--- Begin ---

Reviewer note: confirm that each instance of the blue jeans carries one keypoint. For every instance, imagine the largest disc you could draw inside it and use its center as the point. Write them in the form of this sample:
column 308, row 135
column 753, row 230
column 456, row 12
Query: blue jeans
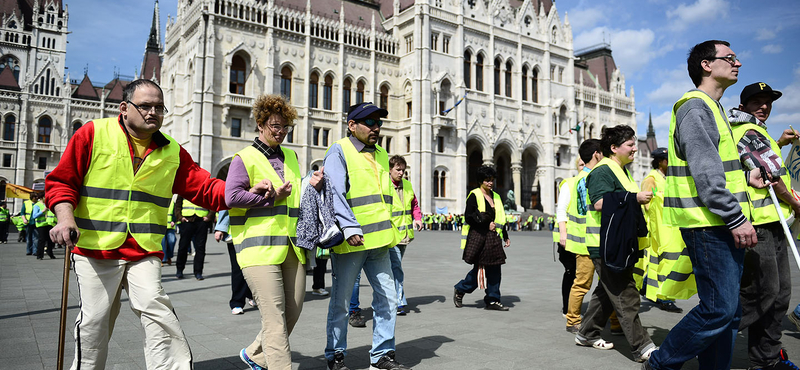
column 33, row 240
column 708, row 331
column 168, row 245
column 470, row 283
column 378, row 270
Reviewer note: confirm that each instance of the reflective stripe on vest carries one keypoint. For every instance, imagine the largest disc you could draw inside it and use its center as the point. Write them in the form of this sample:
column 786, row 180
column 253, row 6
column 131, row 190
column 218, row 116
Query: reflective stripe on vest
column 189, row 209
column 116, row 201
column 499, row 213
column 576, row 223
column 370, row 198
column 764, row 211
column 264, row 236
column 682, row 206
column 403, row 218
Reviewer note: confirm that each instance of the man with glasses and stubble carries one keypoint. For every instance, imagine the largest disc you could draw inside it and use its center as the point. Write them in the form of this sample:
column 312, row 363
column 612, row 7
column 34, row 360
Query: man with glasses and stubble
column 363, row 195
column 113, row 187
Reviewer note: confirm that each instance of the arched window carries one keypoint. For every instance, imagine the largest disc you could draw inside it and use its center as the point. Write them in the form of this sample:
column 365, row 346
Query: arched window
column 45, row 127
column 497, row 64
column 467, row 68
column 384, row 98
column 479, row 73
column 9, row 61
column 8, row 127
column 524, row 83
column 435, row 183
column 238, row 75
column 327, row 93
column 509, row 66
column 75, row 126
column 286, row 82
column 360, row 92
column 313, row 90
column 346, row 94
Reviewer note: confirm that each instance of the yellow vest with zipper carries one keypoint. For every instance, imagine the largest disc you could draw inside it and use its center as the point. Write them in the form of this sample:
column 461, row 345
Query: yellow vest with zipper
column 370, row 197
column 682, row 205
column 264, row 236
column 764, row 211
column 499, row 214
column 402, row 213
column 116, row 201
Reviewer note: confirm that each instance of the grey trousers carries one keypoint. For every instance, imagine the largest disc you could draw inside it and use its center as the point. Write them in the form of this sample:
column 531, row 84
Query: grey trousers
column 615, row 292
column 765, row 293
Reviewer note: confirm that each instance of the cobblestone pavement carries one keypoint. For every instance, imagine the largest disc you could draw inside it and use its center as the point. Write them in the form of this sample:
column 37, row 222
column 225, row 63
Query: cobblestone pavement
column 434, row 335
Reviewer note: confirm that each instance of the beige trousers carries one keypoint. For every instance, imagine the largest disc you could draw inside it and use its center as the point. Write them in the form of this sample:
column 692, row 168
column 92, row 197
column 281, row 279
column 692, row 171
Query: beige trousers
column 279, row 291
column 100, row 284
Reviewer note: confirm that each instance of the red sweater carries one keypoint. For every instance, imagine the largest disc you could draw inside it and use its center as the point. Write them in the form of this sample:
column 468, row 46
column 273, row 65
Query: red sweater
column 63, row 185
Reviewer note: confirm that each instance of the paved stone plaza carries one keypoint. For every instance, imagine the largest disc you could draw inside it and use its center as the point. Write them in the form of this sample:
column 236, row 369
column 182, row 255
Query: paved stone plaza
column 434, row 335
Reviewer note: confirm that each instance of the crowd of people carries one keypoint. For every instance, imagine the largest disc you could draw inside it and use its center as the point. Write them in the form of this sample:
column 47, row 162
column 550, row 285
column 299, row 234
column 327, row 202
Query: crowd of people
column 702, row 222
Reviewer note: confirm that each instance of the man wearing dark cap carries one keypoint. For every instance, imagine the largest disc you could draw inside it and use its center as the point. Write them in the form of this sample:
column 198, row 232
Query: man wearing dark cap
column 766, row 282
column 667, row 270
column 362, row 201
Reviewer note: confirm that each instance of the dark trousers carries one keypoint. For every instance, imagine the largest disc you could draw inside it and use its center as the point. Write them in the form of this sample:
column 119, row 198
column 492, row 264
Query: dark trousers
column 567, row 259
column 44, row 240
column 195, row 232
column 4, row 231
column 319, row 273
column 470, row 283
column 616, row 292
column 765, row 294
column 239, row 289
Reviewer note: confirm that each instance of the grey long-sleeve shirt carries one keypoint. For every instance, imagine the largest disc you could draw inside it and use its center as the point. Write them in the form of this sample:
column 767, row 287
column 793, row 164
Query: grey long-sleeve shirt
column 697, row 142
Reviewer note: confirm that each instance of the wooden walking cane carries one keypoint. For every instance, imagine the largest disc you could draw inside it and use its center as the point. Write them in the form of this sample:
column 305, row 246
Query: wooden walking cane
column 73, row 235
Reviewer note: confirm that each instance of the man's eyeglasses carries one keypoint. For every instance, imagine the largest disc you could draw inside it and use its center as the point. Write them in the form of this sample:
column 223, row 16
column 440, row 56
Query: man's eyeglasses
column 731, row 59
column 277, row 128
column 369, row 122
column 146, row 108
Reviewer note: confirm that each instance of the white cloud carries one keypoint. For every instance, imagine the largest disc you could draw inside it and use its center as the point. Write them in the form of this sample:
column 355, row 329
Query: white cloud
column 772, row 49
column 633, row 49
column 685, row 15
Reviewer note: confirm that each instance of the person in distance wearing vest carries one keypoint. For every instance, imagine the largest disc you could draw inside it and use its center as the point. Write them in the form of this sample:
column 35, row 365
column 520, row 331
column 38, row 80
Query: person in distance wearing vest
column 706, row 196
column 263, row 191
column 359, row 172
column 766, row 278
column 112, row 187
column 616, row 291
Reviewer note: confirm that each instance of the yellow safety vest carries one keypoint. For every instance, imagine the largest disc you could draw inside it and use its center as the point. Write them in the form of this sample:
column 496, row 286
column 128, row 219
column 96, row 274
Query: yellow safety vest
column 499, row 214
column 682, row 206
column 402, row 213
column 763, row 211
column 576, row 224
column 370, row 197
column 189, row 209
column 264, row 236
column 116, row 201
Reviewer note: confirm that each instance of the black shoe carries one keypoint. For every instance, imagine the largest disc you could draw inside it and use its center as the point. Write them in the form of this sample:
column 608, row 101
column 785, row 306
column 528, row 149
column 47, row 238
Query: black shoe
column 495, row 306
column 458, row 298
column 387, row 362
column 337, row 363
column 357, row 320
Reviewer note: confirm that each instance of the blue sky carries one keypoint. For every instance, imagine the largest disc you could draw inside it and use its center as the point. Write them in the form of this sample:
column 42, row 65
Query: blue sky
column 649, row 39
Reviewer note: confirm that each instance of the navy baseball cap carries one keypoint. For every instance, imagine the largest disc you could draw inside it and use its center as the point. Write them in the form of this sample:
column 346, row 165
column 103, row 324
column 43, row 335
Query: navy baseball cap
column 361, row 111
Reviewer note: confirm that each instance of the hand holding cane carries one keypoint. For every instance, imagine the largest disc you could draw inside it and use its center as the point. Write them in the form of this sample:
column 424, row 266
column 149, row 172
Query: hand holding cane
column 73, row 235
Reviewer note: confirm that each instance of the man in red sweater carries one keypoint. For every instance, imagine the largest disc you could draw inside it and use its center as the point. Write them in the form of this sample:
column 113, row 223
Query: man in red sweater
column 112, row 187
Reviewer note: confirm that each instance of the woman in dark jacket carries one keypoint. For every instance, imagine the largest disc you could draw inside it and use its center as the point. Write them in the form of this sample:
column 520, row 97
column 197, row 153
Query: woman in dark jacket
column 481, row 241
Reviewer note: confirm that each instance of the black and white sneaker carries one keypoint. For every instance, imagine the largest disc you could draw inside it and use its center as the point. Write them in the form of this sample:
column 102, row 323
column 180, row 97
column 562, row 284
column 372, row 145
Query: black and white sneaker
column 387, row 362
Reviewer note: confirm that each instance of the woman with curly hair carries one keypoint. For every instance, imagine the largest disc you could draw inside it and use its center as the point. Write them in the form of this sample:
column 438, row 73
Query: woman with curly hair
column 263, row 191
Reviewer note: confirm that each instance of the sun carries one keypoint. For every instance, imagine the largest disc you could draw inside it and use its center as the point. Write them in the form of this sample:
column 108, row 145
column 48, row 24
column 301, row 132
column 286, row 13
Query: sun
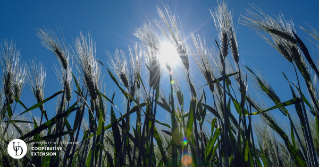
column 168, row 54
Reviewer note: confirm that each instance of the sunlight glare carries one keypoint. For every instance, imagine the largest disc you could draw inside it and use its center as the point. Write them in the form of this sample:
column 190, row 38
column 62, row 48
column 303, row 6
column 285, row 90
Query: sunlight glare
column 168, row 54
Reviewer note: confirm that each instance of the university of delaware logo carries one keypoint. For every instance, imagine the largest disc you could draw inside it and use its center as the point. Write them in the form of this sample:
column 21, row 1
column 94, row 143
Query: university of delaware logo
column 17, row 148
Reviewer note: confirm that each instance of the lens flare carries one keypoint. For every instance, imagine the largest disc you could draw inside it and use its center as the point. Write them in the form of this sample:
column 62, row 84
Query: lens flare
column 185, row 140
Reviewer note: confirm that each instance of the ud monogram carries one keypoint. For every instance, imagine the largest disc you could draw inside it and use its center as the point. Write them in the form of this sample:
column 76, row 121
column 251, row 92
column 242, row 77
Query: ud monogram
column 17, row 148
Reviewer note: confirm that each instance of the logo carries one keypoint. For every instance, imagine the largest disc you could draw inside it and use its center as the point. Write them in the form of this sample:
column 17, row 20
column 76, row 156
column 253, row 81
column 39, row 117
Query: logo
column 17, row 148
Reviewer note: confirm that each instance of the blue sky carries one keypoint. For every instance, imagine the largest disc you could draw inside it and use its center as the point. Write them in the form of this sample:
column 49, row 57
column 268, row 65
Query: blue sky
column 112, row 23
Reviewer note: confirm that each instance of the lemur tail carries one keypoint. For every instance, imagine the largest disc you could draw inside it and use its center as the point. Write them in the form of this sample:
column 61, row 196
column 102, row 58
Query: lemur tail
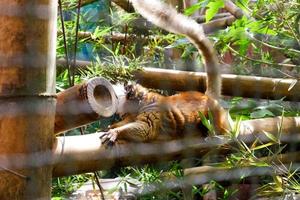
column 166, row 17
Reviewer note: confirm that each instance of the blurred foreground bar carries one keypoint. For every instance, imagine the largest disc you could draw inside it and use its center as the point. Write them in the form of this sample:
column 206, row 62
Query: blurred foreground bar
column 84, row 103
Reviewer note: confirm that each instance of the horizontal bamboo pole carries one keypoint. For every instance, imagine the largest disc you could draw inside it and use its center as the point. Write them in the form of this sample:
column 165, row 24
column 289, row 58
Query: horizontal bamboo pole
column 79, row 154
column 232, row 85
column 84, row 103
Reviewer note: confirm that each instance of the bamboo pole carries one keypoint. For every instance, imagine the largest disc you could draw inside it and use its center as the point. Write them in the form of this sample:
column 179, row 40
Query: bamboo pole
column 79, row 154
column 84, row 103
column 27, row 94
column 232, row 85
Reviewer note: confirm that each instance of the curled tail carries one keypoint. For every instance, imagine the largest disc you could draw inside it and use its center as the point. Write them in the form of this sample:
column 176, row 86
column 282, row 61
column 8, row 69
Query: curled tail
column 166, row 17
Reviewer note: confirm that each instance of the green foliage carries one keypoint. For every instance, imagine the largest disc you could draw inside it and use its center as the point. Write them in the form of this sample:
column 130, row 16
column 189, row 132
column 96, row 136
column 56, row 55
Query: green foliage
column 64, row 186
column 115, row 69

--- End ---

Repeat the data word for word, from the line containing "Reviewer note: confirm that each instance of the dark" through the line containing "column 567, row 259", including both of those lines.

Reviewer note: confirm that each instance of the dark trousers carries one keypoint. For every instance, imagine the largest disc you could draw inside it and use its center as the point. Write them in the form of this sample:
column 119, row 198
column 492, row 264
Query: dark trousers
column 567, row 259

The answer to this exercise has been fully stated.